Start of SUPPLIED MATERIAL
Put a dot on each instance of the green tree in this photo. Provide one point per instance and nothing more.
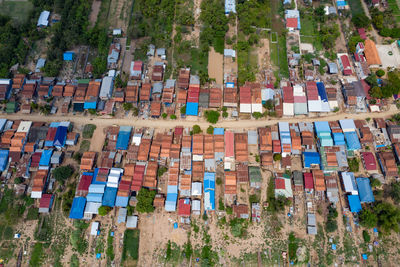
(145, 200)
(104, 210)
(212, 116)
(62, 173)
End of SUPPLIED MATERIAL
→ **WORK TASK**:
Copy the records above exactly, leaving out every picture.

→ **EXPECTED ANSWER**:
Put a dot on each instance of the green tree in this photo. Provide one point per instance and nothing more.
(145, 200)
(104, 210)
(212, 116)
(62, 173)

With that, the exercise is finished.